EXERCISE AIM
Extract every line of the material below that contains the word "hooded".
───── RECORDS SHOWN ─────
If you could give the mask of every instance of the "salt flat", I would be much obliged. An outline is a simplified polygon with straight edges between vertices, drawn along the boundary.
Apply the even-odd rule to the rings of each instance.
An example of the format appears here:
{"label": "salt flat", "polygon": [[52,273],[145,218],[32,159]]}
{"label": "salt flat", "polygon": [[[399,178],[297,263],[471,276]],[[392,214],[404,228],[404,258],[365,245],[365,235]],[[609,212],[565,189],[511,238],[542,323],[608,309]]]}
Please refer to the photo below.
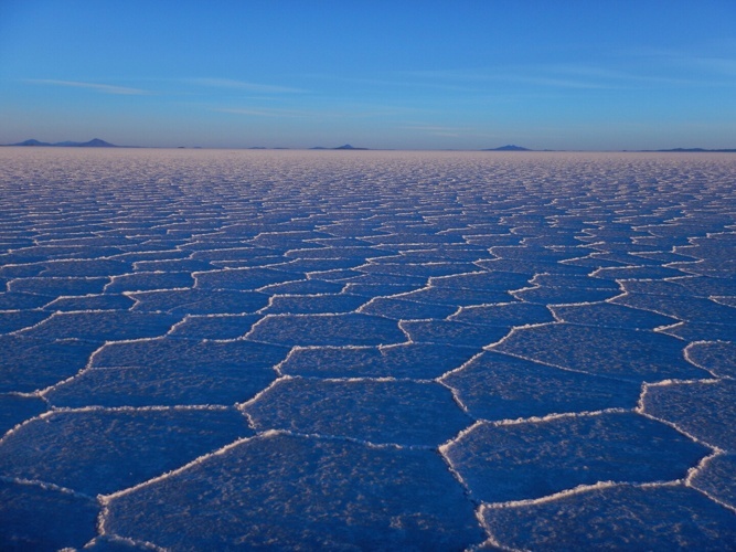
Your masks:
─────
───── RECORDS SHOWN ─────
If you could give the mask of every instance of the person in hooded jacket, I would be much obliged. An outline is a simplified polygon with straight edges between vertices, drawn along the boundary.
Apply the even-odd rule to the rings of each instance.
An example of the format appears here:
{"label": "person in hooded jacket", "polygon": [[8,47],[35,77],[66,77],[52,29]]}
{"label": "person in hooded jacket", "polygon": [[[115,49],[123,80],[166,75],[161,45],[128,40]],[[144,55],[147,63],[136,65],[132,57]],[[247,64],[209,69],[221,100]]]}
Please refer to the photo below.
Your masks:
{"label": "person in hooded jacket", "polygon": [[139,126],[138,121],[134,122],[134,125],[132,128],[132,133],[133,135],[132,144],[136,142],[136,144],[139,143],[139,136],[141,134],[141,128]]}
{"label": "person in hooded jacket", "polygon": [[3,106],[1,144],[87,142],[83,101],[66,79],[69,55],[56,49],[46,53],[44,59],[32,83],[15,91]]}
─────
SOLVED EXERCISE
If you could give the mask of every instance of the person in hooded jacket, I would be much obliged. An outline is a simplified polygon with straight edges between vertices, drawn along the boundary.
{"label": "person in hooded jacket", "polygon": [[8,47],[35,77],[66,77],[52,29]]}
{"label": "person in hooded jacket", "polygon": [[[115,49],[123,80],[166,75],[161,45],[128,40]],[[144,55],[147,63],[136,65],[132,57]],[[247,64],[209,69],[221,100]]]}
{"label": "person in hooded jacket", "polygon": [[139,126],[138,121],[134,122],[134,125],[132,128],[132,133],[133,135],[132,144],[136,142],[136,144],[139,143],[139,136],[141,134],[141,128]]}
{"label": "person in hooded jacket", "polygon": [[3,106],[1,144],[87,142],[83,101],[66,79],[69,55],[56,49],[46,53],[44,59],[32,83],[15,91]]}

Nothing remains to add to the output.